# TASK DIRECTIONS
Rewrite the items below, putting "rectangular frame" in place of every "bounding box" and changing nothing else.
-- START OF TASK INPUTS --
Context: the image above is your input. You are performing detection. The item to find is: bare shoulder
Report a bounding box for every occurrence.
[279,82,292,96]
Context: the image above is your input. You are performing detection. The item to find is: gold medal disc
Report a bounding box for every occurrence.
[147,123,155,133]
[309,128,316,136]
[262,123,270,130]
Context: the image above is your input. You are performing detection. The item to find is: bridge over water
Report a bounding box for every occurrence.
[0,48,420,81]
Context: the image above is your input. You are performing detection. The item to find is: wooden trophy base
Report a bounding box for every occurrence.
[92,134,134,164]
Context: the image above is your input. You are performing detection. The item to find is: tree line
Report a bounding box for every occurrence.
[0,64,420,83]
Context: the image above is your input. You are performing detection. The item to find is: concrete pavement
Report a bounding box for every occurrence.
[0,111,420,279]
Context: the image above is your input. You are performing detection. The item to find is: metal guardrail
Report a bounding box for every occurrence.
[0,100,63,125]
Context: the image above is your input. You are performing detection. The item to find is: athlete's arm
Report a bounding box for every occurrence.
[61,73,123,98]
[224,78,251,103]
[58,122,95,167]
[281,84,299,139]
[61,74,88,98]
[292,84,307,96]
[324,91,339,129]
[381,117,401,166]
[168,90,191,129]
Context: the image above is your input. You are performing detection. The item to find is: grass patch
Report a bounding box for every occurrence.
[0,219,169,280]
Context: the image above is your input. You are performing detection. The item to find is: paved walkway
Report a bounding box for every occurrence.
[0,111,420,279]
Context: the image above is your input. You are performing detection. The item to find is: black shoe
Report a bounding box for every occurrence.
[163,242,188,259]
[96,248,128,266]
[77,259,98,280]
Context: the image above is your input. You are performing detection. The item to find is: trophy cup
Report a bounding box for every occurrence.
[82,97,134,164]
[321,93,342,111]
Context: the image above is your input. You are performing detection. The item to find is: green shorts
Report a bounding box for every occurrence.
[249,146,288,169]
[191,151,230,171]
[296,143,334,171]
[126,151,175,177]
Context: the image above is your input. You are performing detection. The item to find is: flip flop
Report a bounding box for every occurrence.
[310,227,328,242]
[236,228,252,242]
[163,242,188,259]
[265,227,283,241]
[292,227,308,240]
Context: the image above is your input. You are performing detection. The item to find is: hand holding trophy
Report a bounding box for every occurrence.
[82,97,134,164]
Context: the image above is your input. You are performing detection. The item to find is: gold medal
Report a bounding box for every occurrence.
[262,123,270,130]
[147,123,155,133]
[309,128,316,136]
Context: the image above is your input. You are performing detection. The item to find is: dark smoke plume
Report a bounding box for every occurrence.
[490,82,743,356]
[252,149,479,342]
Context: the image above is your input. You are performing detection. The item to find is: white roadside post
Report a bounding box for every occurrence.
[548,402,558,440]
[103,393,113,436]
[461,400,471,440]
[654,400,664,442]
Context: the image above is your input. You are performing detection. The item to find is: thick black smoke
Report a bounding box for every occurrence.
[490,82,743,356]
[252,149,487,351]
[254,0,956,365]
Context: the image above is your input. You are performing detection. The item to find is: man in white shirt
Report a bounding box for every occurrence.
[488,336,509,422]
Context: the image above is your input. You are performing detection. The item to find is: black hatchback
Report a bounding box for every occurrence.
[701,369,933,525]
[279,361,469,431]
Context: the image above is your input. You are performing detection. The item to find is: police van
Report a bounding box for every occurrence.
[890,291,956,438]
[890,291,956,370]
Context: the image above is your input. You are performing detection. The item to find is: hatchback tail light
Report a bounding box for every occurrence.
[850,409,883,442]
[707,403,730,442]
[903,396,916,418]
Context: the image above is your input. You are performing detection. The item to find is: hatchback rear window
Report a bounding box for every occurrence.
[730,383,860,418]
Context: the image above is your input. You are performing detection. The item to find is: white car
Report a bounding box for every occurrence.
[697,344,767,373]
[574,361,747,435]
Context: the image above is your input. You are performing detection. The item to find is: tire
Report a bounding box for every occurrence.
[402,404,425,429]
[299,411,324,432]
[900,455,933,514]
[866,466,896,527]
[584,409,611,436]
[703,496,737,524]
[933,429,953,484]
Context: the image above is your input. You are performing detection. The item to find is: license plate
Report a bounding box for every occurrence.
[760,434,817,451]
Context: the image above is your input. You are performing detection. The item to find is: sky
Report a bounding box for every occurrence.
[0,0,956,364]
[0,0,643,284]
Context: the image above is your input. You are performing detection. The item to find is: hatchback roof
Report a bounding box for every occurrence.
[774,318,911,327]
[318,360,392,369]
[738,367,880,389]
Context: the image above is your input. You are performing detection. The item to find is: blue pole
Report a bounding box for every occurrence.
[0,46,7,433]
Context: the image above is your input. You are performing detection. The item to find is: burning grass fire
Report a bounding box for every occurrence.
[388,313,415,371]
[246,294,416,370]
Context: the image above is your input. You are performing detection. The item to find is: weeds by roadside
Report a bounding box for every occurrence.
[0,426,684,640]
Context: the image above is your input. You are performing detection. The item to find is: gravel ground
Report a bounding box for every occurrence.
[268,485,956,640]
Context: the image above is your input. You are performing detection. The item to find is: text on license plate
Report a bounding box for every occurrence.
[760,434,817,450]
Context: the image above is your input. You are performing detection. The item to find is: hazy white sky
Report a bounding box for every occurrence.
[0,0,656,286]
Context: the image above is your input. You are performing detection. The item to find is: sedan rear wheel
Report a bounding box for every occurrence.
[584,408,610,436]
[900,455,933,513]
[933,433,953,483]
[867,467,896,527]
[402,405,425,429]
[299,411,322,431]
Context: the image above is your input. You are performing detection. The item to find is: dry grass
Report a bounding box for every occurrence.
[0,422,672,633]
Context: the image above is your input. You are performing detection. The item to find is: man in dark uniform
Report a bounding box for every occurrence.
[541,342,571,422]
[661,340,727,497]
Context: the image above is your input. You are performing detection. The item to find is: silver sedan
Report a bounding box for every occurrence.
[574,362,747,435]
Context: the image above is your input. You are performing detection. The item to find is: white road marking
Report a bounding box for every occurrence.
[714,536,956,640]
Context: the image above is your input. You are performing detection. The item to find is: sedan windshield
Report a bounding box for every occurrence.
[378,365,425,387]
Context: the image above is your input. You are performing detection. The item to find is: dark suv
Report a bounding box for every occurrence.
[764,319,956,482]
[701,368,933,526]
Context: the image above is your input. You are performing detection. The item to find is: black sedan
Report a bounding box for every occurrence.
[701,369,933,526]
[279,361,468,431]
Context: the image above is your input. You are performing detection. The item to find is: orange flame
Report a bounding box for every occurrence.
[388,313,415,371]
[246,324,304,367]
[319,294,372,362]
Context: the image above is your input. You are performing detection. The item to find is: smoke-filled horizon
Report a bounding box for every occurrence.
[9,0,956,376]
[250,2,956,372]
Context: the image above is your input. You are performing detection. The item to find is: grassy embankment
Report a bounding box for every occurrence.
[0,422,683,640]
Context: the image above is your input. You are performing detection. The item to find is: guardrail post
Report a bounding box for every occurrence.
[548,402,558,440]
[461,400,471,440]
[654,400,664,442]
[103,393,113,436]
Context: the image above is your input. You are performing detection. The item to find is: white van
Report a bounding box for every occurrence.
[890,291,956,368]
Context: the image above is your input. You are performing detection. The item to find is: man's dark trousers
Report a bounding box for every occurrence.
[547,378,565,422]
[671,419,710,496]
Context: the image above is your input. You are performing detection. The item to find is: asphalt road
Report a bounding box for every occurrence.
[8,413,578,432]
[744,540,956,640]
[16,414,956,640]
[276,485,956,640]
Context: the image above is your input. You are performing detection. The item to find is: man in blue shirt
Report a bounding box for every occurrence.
-- END OF TASK INPUTS --
# EXPECTED ANSWER
Context: the image above is your input. You are performing detection. The item to find is: bare shoulder
Report a rectangular frame for every occurrence.
[279,82,292,96]
Context: the image above is your input. You are performing detection. The item to find is: gold medal disc
Report a rectangular frame for every occurrence.
[147,123,155,133]
[309,128,316,136]
[262,123,270,130]
Context: the image above is your input. You are performing detection. The item to find is: bridge over water
Report a rectangular frame for every occurrence.
[0,48,420,81]
Context: the image above is your input. You are performing detection. The item to find is: wooden trophy base
Report a rectangular frame for every occurrence.
[92,134,134,164]
Context: the image above is your input. You are performing detection. The item to find is: tree line
Report a rectangular frame for every occurrence.
[0,64,420,83]
Context: the image above is your input. You are performing detection. The item to find is: concrete pavement
Report a rectangular frame for every occurrence.
[0,111,420,279]
Context: the image above is your input. You are performing detection. The item to find is: metal guardrail
Report a rectangular frame for every occurrence.
[0,100,63,125]
Context: the image above is your input. You are performing detection. The item to find is: athlete's arm
Report a rectangular frame for every occurrence.
[61,73,123,98]
[224,78,251,103]
[58,122,95,167]
[281,84,299,139]
[61,74,88,98]
[292,84,307,96]
[324,91,339,129]
[381,117,401,166]
[168,90,191,129]
Context: the image above is your input. You are performing detection. The item to find is: grass patch
Report a rectangular frame for every occurrence.
[0,219,169,280]
Context: the image above is your input. You are performing detection. The item to find is: paved walkway
Report a rectangular frame for every occurrence.
[0,111,420,279]
Context: the image above is your input. You are performing detection. The item to find is: black shoe
Report a rectangular frame for every occurrence.
[163,242,188,259]
[96,248,128,266]
[77,259,98,280]
Context: the image above is your input. You are performing detection. The item to find is: trophy cup
Report a rectangular frame for every occurrence.
[82,97,134,164]
[321,93,342,111]
Context: the image above is your input. You are performing detection. The item to find is: green shorts
Report a rectangular frame for every occurrence.
[249,146,288,169]
[191,151,230,171]
[296,143,334,171]
[126,151,175,177]
Context: the image above is your input. You are performing detection. The item to find is: flip flop
Report a rectangular frame for every occurrence.
[310,227,328,242]
[236,228,252,242]
[163,242,188,259]
[265,227,283,241]
[292,227,308,240]
Context: the image above is your input. You are performing detection. The item to find is: hand holding trophy
Report a rectangular frame for every occurrence.
[82,97,134,164]
Context: the image above is your input. You are performing detection. The item to find is: gold medal
Report a rectangular frame for every occurrence.
[262,123,270,130]
[147,123,155,133]
[309,128,316,136]
Context: the image above is your input. You are performing detection. The item to find is: dark smoke plume
Report a rectangular frame for every occurrence.
[490,82,743,356]
[252,149,479,342]
Context: the image above is your input. You are performing detection. The item to find is: white roadside post
Report a rectangular frame for every occurrence.
[548,402,558,440]
[103,393,113,436]
[461,400,471,440]
[654,400,664,442]
Context: the image above is your input. You are performing detection. The item to find is: thick black smoke
Report a rectangular frame for every occurrence.
[490,82,743,356]
[252,149,487,351]
[254,0,956,365]
Context: the image above is your input. You are performing detection. The item to find is: man in white shirt
Report a rectangular frame for every occurrence.
[488,336,509,422]
Context: the image above is your input. You are performing detection. The item to find is: black hatchback
Report a rectangular frame for every occurrence.
[701,369,933,525]
[279,361,469,431]
Context: the image above is your input. You are performing detection. The item to find is: police van
Report a rectangular frame for every occurrence.
[890,291,956,438]
[890,291,956,370]
Context: the image above is your input. You are performing detection. The item to find is: hatchback tail light
Report a rectangular frame for every occurrence.
[850,409,883,442]
[707,403,730,442]
[903,396,916,418]
Context: the image above is your input. You are performing detection. The item to find is: hatchback rear window
Report a rectangular frame for every occurrence.
[730,383,860,418]
Context: the image above is your input. You are performing detection. The item to find is: white car
Report a rectangular frame for every occurrence.
[697,344,767,373]
[574,361,747,435]
Context: the image above is your input. You are performing detection. The item to find is: tire
Report a rectangular frame for every occurrence.
[402,404,425,429]
[299,411,324,432]
[900,455,933,514]
[866,466,896,527]
[584,409,611,436]
[703,496,737,524]
[933,429,953,484]
Context: the image above is your input. You are performing detection. The item to find is: license plate
Report a rectangular frame for every occurrence.
[760,434,817,451]
Context: the image above is your input. You are performing detection. The item to find is: sky
Report a rectangular frame for every occurrence.
[0,0,956,364]
[0,0,643,284]
Context: the image above is your input. You are performing detection. The item to find is: hatchback roof
Report a rectangular frame for every occurrence.
[774,318,911,327]
[318,360,392,369]
[738,367,880,389]
Context: the image above is your input. You are performing detection. The item to find is: blue pole
Report a rectangular frame for every occurrence.
[0,46,7,433]
Context: the image above is your input. You are performing detection. The item to find is: burning grass fire
Report a rectangular frame for every occurrence.
[388,313,415,371]
[246,294,416,370]
Context: the image above is your input. You are performing detection. The item to find is: weeds by roadside
Report a rectangular frame for every occurrence.
[0,426,684,640]
Context: the image above is your input. You are performing detection. The item to find is: gravel ground
Report a rectangular frame for every occurrence.
[268,485,956,640]
Context: the image above is your input. You are performing detection. The item to find is: text on license plate
Report a rectangular frame for every occurrence.
[760,434,817,450]
Context: the image above is your input. You are performing detection. The item to find is: hazy white sky
Report a rectangular frame for every occurrence.
[0,0,656,286]
Context: the image above is your input. You are performing detection. The item to find is: sedan rear wheel
Report a rectangular frame for every occurrence.
[584,408,610,436]
[900,455,933,513]
[933,433,953,483]
[867,467,896,527]
[402,405,425,429]
[299,411,322,431]
Context: the image above is your input. You are performing detection. The item to find is: dry grass
Report a rectangular frame for every occurrence.
[0,422,672,633]
Context: the image above is your input. You are performing detection. The item to find is: man in dark uniform
Report a rectangular frame for every occurrence.
[541,342,571,422]
[661,340,727,497]
Context: the image above is your input. You are performing detection. The item to find is: silver sedan
Report a rectangular frame for every occurrence.
[574,362,747,435]
Context: the image above is your input. You are performing detection. The item to find is: white road marking
Report a rectangular frame for every occurrence.
[714,536,956,640]
Context: the image above is your input. You are performing detection. The item to find is: sedan windshield
Report a rectangular frame for every occurrence.
[378,365,425,387]
Context: the image above is your input. You are performing detection. The item to find is: dark suv
Report a rectangular frame for every occurrence.
[764,319,956,482]
[701,368,933,526]
Context: the image above is your input. You are performing detection. The item to find is: black sedan
Report a rectangular frame for every occurrence.
[701,369,933,526]
[279,361,468,431]
Context: the image above is your input. You are performing detection. The item to find is: orange flame
Report a rectangular frame for every occurrence.
[388,313,415,371]
[246,324,304,367]
[319,294,372,362]
Context: the image above is your input. You are performing detection. The item to find is: smoke-filled horizon
Report a rectangular frame for every occurrence.
[9,0,956,376]
[250,2,956,372]
Context: the image above is your input. You are performing detection. The item to find is: grassy embankment
Report a rectangular frame for every occurrence.
[0,422,683,640]
Context: the image above is your input. You are performing detection. The item to find is: guardrail post
Report a rectangular frame for every occurrence.
[548,402,558,440]
[461,400,471,440]
[654,400,664,442]
[103,393,113,436]
Context: the image above is your input. You are performing detection. The item to find is: white van
Report a rectangular frame for every occurrence.
[890,291,956,368]
Context: the image above is your input. You are performing detection. The item to find is: man's dark trousers
Report a rectangular frame for every occurrence.
[547,378,565,422]
[671,419,710,496]
Context: the image above is your input. You are performing detection. The item to find is: asphalt road
Report a rectangular frame for every occurrence.
[8,413,578,432]
[744,540,956,640]
[16,414,956,640]
[276,485,956,640]
Context: the image above is your input. You are performing detection. The item to find is: man in blue shirt
Report a rectangular frame for every occurrence.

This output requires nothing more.